• **Task statement**
Please identify and copy every line of the records below that contains the word "palm". Case counts.

• **Exercise input**
******

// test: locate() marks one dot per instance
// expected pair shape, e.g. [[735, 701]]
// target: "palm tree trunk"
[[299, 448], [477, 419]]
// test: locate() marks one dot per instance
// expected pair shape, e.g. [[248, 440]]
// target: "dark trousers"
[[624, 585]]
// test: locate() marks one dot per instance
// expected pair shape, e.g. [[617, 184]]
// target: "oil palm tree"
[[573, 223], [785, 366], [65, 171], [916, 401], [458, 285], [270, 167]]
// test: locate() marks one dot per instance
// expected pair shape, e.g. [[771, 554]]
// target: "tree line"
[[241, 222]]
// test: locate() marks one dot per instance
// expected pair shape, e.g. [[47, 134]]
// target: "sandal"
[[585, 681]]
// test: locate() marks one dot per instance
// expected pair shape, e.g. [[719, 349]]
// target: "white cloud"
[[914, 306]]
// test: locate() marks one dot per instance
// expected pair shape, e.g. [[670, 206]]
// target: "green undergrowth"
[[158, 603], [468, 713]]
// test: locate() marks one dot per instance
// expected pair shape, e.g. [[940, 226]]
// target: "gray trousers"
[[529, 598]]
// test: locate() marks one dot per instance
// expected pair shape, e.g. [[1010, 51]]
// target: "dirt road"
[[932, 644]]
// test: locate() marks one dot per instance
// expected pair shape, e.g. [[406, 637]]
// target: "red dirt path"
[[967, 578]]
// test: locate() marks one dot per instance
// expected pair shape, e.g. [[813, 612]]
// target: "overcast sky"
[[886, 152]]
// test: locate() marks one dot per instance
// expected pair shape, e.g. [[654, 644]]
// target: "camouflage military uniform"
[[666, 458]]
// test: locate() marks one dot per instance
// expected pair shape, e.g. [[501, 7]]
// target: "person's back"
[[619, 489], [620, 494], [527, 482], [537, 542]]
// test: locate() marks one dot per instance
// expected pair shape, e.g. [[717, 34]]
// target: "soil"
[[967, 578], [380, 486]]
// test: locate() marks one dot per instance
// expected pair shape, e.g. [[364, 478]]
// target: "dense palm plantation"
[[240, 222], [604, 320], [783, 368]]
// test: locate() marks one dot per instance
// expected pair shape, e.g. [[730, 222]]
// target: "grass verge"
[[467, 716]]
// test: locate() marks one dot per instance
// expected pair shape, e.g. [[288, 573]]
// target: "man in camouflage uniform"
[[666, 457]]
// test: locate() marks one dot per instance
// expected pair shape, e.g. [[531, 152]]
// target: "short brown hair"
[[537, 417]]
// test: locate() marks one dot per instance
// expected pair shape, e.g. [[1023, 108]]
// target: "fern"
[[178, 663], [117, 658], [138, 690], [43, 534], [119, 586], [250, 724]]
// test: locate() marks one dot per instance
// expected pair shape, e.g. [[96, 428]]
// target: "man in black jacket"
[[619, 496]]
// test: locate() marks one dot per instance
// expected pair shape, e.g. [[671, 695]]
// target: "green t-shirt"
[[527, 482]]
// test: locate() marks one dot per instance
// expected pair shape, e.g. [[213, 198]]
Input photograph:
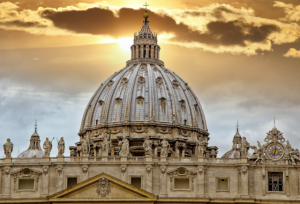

******

• **Response to the exercise**
// target: "palm tree trunk"
// target: "oil palm tree"
// target: "dense palm plantation"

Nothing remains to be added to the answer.